[Pointing dataset records]
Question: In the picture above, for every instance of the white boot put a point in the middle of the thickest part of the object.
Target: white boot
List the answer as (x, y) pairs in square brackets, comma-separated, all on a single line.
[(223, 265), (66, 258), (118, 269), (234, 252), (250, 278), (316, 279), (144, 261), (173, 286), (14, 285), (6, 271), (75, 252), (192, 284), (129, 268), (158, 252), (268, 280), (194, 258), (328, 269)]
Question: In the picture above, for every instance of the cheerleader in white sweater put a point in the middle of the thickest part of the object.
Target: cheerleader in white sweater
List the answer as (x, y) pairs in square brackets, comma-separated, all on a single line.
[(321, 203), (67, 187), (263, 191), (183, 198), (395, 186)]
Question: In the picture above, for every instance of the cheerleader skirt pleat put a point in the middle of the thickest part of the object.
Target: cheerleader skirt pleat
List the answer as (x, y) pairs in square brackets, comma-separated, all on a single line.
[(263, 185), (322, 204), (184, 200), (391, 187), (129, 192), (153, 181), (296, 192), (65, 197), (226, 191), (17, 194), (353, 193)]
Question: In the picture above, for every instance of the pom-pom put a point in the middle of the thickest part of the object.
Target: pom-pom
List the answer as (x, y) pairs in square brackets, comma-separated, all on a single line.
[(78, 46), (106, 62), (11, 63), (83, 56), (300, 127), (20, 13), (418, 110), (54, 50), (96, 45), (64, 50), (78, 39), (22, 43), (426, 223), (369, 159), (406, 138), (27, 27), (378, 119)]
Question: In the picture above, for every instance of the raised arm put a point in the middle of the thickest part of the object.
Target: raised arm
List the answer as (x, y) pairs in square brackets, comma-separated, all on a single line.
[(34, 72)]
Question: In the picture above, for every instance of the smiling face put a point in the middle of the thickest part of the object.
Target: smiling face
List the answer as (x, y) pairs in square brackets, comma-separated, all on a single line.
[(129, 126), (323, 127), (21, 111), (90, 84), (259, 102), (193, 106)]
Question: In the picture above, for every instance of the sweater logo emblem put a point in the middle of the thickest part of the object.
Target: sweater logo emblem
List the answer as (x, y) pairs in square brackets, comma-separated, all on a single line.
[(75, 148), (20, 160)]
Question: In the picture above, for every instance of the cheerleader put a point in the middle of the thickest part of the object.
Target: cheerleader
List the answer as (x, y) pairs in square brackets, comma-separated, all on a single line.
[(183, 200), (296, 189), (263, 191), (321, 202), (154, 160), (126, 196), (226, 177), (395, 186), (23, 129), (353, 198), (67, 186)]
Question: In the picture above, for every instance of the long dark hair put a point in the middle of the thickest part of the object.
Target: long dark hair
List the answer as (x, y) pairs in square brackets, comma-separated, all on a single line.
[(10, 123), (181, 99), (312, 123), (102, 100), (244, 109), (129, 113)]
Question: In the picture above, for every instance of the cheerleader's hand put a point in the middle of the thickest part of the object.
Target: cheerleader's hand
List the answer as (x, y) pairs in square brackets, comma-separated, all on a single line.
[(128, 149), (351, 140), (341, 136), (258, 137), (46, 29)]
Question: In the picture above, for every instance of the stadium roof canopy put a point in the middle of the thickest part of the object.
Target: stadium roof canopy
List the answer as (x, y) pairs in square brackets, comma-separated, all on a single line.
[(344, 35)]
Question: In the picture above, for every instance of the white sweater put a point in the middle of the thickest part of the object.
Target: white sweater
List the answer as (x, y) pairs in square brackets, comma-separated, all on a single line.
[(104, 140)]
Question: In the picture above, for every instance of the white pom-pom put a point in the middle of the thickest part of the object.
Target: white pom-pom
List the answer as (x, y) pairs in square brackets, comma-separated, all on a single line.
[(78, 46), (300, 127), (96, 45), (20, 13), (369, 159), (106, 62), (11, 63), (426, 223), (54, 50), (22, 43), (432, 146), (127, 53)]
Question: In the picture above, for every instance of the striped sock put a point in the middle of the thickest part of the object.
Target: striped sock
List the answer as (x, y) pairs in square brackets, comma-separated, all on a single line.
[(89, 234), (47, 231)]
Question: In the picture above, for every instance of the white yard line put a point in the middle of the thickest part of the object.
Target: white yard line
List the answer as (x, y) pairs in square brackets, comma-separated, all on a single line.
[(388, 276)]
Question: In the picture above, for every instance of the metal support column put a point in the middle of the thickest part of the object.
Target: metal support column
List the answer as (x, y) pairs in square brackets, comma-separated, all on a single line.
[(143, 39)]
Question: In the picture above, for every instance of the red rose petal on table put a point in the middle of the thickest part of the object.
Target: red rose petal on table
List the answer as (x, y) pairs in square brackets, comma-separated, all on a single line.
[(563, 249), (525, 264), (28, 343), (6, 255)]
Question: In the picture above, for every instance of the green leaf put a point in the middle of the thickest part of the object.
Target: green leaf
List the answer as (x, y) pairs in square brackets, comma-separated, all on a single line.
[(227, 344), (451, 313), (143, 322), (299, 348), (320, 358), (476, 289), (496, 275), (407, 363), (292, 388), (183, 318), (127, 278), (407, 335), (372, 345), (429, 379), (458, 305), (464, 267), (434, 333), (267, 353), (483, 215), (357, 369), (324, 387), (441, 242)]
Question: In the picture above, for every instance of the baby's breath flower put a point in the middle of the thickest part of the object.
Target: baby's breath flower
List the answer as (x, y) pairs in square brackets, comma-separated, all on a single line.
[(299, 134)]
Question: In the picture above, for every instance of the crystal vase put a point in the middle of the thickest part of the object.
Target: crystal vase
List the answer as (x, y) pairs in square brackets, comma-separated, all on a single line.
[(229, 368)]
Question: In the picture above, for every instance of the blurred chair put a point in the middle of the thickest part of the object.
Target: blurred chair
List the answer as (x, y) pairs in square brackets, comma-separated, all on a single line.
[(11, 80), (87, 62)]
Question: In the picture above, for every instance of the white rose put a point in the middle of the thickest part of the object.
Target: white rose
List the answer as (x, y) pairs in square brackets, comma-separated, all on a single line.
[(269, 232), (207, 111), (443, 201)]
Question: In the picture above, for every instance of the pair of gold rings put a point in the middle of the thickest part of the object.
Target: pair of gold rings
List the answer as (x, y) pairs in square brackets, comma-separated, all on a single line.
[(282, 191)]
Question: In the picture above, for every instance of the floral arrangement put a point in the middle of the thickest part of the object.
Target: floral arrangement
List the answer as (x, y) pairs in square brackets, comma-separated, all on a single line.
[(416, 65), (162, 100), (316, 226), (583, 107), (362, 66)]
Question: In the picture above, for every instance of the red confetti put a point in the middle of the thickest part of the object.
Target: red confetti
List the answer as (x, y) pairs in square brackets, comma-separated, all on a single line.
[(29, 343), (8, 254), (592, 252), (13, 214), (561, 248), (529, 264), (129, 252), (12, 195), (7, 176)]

Exercise goal: Please output the lines of the records between the line containing "the cheerleader put" and the line containing "109), (129, 113)]", inclusive, as a numbered list with any blank lines omitted.

Full response:
1. Question: In the picture above, for every instance of the cheerleader put a point in the middle of the thickest part of the object.
2. Target: cheerleader
3. List the answer as (x, y) pairs in square brackets, comma-separated, all on a single line.
4. [(183, 200), (296, 189), (263, 191), (321, 202), (154, 160), (126, 196), (226, 177), (395, 186), (23, 129), (353, 198), (67, 186)]
5. Question: In the picture above, for every instance of the long dark hair put a point in the middle of the thickest part of the object.
6. Target: long dark hair
7. List the answer as (x, y) pairs in square brackets, comma-separated, all on a single line.
8. [(10, 123), (181, 99), (312, 123), (102, 100), (244, 109), (129, 113)]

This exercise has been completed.